On Tuesday, Manhattan-based mental health clinic Nushama announced that this week it will begin treating a patient struggling with alcohol addiction with doses of ketamine, a hallucinogenic substance mostly known for its illegal recreational uses. It’s yet another step into the mainstream for the burgeoning psychedelic therapy industry.

Don’t Harsh Our Vibes

Concert-addling recreational uses aside, ketamine has long carried a wide range of accepted medical applications since its inception in 1962, from a surgical anesthetic (often used during the Vietnam War) to a post-op painkiller. Increasingly, it’s viewed as a potentially powerful antidepressant when given in small, supervised doses, due to its ability to help patients gain a better perspective on their brain’s subconscious impulses. A clinical study published in the American Journal of Psychiatry last year by researchers at the University of Exeter found participants undergoing ketamine and psychotherapy treatment were 2.5 times more likely to avoid a relapse into alcohol use.

* * * * *

**Exercise aim**
Rewrite the stretch of the ketamine article from "Concert-addling recreational uses" through "into alcohol use.", switching "supervised" to "monitored".

**Dataset content**
* * * * *

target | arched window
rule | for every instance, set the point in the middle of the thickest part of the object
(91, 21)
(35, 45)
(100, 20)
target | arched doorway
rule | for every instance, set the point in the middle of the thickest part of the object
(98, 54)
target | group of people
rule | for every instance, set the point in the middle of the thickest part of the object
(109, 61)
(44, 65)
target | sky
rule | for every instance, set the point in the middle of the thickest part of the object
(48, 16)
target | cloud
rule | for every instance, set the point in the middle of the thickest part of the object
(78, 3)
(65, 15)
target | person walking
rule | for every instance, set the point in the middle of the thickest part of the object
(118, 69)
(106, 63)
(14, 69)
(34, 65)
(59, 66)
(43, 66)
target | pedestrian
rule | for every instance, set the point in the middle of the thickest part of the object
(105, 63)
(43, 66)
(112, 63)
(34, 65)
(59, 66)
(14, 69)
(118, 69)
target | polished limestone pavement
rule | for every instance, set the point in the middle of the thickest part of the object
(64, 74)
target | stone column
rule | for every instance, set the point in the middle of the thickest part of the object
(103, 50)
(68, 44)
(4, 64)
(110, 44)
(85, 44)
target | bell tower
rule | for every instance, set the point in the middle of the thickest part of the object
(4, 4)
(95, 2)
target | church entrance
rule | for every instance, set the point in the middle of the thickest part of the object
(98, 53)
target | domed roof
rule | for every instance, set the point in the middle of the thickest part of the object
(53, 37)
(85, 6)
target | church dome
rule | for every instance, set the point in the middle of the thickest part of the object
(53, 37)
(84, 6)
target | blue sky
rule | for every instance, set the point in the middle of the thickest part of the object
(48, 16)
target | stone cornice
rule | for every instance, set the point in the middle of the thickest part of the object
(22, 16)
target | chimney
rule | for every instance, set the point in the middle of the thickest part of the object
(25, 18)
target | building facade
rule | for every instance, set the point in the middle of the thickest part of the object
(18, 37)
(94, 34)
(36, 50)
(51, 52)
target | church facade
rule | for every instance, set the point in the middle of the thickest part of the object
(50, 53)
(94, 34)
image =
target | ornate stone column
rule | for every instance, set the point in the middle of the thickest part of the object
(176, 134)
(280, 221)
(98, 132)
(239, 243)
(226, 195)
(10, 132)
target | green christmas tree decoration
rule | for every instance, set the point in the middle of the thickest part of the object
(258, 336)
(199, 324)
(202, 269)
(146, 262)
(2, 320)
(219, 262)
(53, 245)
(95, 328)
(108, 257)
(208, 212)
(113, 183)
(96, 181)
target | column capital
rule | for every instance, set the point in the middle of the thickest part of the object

* * * * *

**Solution for this task**
Concert-addling recreational uses aside, ketamine has long carried a wide range of accepted medical applications since its inception in 1962, from a surgical anesthetic (often used during the Vietnam War) to a post-op painkiller. Increasingly, it’s viewed as a potentially powerful antidepressant when given in small, monitored doses, due to its ability to help patients gain a better perspective on their brain’s subconscious impulses. A clinical study published in the American Journal of Psychiatry last year by researchers at the University of Exeter found participants undergoing ketamine and psychotherapy treatment were 2.5 times more likely to avoid a relapse into alcohol use.